(Document excerpt)
※ ※ ※
I am able to dump stuff from R32G32B32A32 image for screenshot. I would like to read out a pixel from R32G32_SFLOAT image as well. But the result look weird.
below is my working image dump code(no validation error)
void DumpImageToFile(VkTool::VulkanDevice &device, VkQueue graphics_queue, VkTool::Wrapper::CommandBuffers &command_buffer, VkImage image, uint32_t width, uint32_t height, const char *filename)
※ ※ ※
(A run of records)
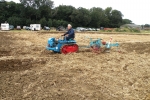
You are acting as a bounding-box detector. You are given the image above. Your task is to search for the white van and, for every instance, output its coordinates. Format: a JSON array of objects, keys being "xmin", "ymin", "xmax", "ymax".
[
  {"xmin": 30, "ymin": 24, "xmax": 41, "ymax": 31},
  {"xmin": 1, "ymin": 23, "xmax": 10, "ymax": 31}
]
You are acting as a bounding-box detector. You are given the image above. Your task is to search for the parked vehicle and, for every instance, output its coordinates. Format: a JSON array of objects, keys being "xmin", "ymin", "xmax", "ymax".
[
  {"xmin": 23, "ymin": 26, "xmax": 27, "ymax": 30},
  {"xmin": 25, "ymin": 26, "xmax": 31, "ymax": 30},
  {"xmin": 1, "ymin": 23, "xmax": 10, "ymax": 31},
  {"xmin": 16, "ymin": 26, "xmax": 21, "ymax": 30},
  {"xmin": 96, "ymin": 28, "xmax": 100, "ymax": 31},
  {"xmin": 76, "ymin": 27, "xmax": 85, "ymax": 31},
  {"xmin": 44, "ymin": 26, "xmax": 50, "ymax": 31},
  {"xmin": 30, "ymin": 24, "xmax": 41, "ymax": 31},
  {"xmin": 9, "ymin": 25, "xmax": 14, "ymax": 30},
  {"xmin": 56, "ymin": 26, "xmax": 66, "ymax": 31}
]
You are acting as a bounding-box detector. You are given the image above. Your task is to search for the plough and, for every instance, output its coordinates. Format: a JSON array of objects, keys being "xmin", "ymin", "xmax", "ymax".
[{"xmin": 46, "ymin": 38, "xmax": 119, "ymax": 54}]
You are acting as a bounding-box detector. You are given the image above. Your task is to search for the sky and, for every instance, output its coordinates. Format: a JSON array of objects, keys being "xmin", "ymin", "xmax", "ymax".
[{"xmin": 6, "ymin": 0, "xmax": 150, "ymax": 25}]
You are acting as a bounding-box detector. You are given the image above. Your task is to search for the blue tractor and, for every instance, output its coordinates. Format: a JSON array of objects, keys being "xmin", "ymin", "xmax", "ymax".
[
  {"xmin": 46, "ymin": 37, "xmax": 119, "ymax": 54},
  {"xmin": 46, "ymin": 38, "xmax": 79, "ymax": 54}
]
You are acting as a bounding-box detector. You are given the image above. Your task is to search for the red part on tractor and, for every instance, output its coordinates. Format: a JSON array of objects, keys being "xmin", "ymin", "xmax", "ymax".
[{"xmin": 61, "ymin": 44, "xmax": 79, "ymax": 54}]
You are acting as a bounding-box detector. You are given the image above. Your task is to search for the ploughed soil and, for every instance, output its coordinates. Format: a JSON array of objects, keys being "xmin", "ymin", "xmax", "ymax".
[{"xmin": 0, "ymin": 31, "xmax": 150, "ymax": 100}]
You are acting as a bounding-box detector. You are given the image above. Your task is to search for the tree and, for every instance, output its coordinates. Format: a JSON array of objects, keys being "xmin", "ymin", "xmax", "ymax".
[
  {"xmin": 110, "ymin": 10, "xmax": 123, "ymax": 28},
  {"xmin": 122, "ymin": 19, "xmax": 132, "ymax": 25},
  {"xmin": 40, "ymin": 18, "xmax": 47, "ymax": 27},
  {"xmin": 20, "ymin": 0, "xmax": 53, "ymax": 9},
  {"xmin": 70, "ymin": 7, "xmax": 91, "ymax": 26},
  {"xmin": 90, "ymin": 7, "xmax": 105, "ymax": 27},
  {"xmin": 53, "ymin": 5, "xmax": 75, "ymax": 22},
  {"xmin": 47, "ymin": 19, "xmax": 52, "ymax": 27},
  {"xmin": 104, "ymin": 7, "xmax": 123, "ymax": 28},
  {"xmin": 7, "ymin": 17, "xmax": 22, "ymax": 27}
]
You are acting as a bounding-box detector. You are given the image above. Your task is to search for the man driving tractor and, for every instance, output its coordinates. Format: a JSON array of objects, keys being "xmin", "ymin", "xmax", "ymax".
[{"xmin": 62, "ymin": 24, "xmax": 75, "ymax": 40}]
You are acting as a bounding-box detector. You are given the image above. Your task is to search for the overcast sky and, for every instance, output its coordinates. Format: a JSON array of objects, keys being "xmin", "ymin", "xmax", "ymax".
[{"xmin": 6, "ymin": 0, "xmax": 150, "ymax": 25}]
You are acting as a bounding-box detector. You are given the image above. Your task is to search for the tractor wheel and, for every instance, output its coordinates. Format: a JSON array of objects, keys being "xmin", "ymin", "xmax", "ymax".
[{"xmin": 61, "ymin": 44, "xmax": 79, "ymax": 54}]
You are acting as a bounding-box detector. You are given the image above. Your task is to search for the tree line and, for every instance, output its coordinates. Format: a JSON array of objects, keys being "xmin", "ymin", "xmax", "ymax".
[{"xmin": 0, "ymin": 0, "xmax": 132, "ymax": 28}]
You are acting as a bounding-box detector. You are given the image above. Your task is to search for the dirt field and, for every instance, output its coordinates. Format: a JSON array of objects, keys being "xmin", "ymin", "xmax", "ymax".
[{"xmin": 0, "ymin": 32, "xmax": 150, "ymax": 100}]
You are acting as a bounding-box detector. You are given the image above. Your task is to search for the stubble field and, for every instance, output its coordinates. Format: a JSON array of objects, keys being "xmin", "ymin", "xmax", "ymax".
[{"xmin": 0, "ymin": 31, "xmax": 150, "ymax": 100}]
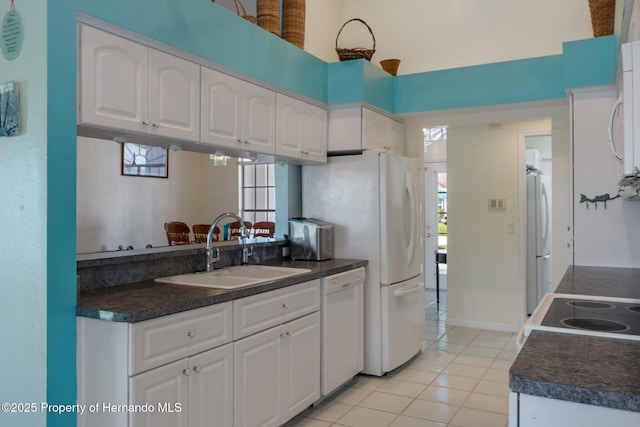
※ ※ ※
(The problem) Write out, word for word, everything in the Vulkan image-dump post above from "void DumpImageToFile(VkTool::VulkanDevice &device, VkQueue" down to "const char *filename)".

(Output below)
void DumpImageToFile(VkTool::VulkanDevice &device, VkQueue graphics_queue, VkTool::Wrapper::CommandBuffers &command_buffer, VkImage image, uint32_t width, uint32_t height, const char *filename)